In Hampton's two years at the MacKenzie, he implemented an artistic vision for the gallery’s programs centered around radical diversity, cultural health, writing art histories, and transformation. He helped build a new digital lab and initiative helmed by Cat Bluemke and Jonathan Carroll; developed a Mitacs partnership with the University of Regina focusing on decolonial curatorial practices, which included the appointment of Felicia Gay as Curatorial Fellow; oversaw the restructure of the Indigenous Advisory Circle and the appointment of the Gallery's first Elder in Residence, Betty McKenna; chaired the newly formed Equity Task Force; and worked alongside the University of Regina and artist Divya Mehra on the first ever repatriation from the Norman MacKenzie collection of art.

“Since John joined our team at the Gallery in 2018, the MacKenzie has become an agent of change. John’s direction of the programming department has seen the implementation of new innovative digital programs and activities — work that has become even more vital over the past year, enabling us to continue to create transformative experiences of the world through art for our communities, even amidst the challenges of a pandemic,” says Nathan Schissel, President of the MacKenzie’s Board of Trustees, in announcing the Board’s decision. “John’s leadership and achievements at the Gallery have been invaluable over the past several years, and we are confident in his ability to enhance the MacKenzie’s strategic initiatives and objectives, inspire our community, and strengthen our role as a community leader in Saskatchewan and across Canada.”

John G. Hampton (they/them or he/him) is a curator, artist, and administrator who joined the MacKenzie team as Director of Programs in October 2018. He holds a Masters of Visual Studies – Curatorial Studies from the University of Toronto, and a BA in Visual Arts from the University of Regina. John is a citizen of the Chickasaw Nation, the United States, and Canada, and grew up in Regina. He has previously held positions as Executive Director of the Art Gallery of Southwestern Manitoba, Artistic Director of Trinity Square Video, and Curator at Neutral Ground Artist Run Centre. In addition to his role at the MacKenzie Art Gallery, Hampton holds an adjunct curator appointment at the Art Museum at the University of Toronto, adjunct professorship at the University of Regina, and is the co-chair of the Indigenous Curatorial Collective board of directors.

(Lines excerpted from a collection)
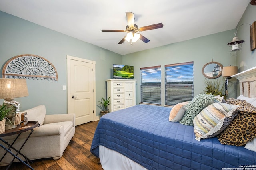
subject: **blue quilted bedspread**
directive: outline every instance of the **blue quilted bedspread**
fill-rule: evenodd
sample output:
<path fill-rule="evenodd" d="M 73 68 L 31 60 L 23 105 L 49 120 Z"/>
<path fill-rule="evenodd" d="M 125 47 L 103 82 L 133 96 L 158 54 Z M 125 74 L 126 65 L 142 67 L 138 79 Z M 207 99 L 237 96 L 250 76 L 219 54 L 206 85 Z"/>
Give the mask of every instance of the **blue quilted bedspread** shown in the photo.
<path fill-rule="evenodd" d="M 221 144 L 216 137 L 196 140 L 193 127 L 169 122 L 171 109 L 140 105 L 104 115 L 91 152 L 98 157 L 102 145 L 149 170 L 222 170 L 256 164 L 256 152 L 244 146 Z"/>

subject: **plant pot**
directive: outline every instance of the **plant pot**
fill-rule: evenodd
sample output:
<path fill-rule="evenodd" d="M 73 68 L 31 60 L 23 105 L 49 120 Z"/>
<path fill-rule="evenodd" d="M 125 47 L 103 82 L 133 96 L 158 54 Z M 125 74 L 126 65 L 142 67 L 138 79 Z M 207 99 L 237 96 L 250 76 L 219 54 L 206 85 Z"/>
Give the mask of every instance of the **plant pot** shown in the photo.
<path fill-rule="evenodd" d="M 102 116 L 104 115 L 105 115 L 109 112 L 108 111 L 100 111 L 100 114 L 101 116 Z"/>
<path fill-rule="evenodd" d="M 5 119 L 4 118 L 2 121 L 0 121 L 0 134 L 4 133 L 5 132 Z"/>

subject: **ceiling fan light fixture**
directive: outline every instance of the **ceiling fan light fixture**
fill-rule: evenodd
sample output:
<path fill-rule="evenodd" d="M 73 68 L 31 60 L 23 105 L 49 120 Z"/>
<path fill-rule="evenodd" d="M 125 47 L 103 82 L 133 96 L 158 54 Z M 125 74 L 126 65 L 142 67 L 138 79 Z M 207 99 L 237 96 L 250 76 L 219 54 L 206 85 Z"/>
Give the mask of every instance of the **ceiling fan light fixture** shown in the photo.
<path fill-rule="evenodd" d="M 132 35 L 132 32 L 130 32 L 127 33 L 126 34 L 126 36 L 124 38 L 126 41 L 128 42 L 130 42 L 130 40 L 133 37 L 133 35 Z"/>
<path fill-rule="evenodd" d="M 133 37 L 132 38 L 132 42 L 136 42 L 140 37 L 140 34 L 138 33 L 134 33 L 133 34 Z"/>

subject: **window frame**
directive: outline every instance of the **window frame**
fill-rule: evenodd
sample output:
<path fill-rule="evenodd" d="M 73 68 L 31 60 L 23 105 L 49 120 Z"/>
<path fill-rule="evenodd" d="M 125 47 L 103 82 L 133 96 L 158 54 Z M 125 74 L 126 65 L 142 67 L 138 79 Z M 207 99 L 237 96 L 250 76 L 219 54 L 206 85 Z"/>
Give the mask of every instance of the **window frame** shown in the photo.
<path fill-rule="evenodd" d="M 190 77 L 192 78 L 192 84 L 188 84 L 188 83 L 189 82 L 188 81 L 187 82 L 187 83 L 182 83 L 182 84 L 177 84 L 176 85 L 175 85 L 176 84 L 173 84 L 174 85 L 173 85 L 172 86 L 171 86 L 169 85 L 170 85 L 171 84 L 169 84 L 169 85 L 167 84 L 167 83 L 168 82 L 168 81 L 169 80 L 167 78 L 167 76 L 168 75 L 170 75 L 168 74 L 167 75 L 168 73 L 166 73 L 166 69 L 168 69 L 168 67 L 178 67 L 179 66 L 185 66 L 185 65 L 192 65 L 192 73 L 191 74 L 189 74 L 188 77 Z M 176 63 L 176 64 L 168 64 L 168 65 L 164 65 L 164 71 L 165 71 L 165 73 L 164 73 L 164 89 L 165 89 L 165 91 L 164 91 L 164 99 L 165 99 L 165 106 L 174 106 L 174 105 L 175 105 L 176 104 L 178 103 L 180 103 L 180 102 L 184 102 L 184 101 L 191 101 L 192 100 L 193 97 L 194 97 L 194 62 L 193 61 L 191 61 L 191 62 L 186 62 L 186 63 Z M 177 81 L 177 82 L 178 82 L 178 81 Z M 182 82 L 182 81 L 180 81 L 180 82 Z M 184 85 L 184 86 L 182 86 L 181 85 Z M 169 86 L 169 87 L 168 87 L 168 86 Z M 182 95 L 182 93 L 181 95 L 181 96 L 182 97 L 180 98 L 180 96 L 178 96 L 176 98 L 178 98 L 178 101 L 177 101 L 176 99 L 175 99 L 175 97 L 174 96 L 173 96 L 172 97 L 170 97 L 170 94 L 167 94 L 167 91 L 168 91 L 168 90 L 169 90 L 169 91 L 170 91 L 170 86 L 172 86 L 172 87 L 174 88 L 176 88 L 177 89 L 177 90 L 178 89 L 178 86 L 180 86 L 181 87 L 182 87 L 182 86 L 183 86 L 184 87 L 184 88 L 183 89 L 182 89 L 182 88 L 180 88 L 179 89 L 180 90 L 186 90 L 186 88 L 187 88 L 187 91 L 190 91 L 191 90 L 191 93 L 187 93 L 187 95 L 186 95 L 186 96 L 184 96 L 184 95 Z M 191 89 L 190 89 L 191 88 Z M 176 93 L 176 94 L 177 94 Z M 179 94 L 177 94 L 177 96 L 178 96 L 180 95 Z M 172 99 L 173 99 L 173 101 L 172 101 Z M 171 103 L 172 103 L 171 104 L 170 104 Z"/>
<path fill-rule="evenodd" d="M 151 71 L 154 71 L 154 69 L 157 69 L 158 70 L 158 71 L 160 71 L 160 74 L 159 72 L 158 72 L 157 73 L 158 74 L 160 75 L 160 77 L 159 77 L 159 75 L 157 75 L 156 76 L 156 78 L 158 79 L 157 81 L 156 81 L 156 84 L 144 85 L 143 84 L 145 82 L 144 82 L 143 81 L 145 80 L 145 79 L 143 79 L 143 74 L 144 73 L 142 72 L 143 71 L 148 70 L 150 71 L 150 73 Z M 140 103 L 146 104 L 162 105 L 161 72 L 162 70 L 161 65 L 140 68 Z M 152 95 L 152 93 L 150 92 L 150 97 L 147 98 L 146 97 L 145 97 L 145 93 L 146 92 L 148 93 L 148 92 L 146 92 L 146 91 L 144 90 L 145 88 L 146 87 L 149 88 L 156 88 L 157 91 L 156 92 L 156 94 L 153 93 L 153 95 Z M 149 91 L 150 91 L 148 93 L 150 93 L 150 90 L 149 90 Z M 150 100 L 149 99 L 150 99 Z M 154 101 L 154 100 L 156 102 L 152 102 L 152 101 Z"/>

• [PROBLEMS TO WORK ON]
[1] In the text about John G. Hampton, what areas did the artistic vision he implemented for the gallery's programs center around?
[2] Could you carry on the text about John G. Hampton from the end of its final paragraph?
These lines were taken from a different source than the text about John G. Hampton.

• [RESULTS OF THE TASKS]
[1]
Radical diversity
Cultural health
Writing art histories
Transformation

[2]
About The MacKenzie

The MacKenzie Art Gallery is reinventing the role of the public art gallery, using art and experiences to shed new light on the world. With a permanent collection that spans 5,000 years and nearly 5,000 works of art, we encompass both the University of Regina’s vast collection and one of Canada’s largest collections of Indigenous art, the Kampelmacher Memorial Collection. Through art, education, and immersive programming, we bring fresh perspectives that transform how people experience history, themselves, and each other.  

The MacKenzie is located in Wascana Park, Canada’s largest urban park, and rests within Treaty Four territory, the traditional territory of the Cree, Saulteaux, Lakota, Dakota, and Nakota people, and the homeland of the Métis Nation. We are generously supported by the South Saskatchewan Community Foundation, Canada Council for the Arts, SaskCulture, City of Regina, University of Regina, and the Saskatchewan Arts Board.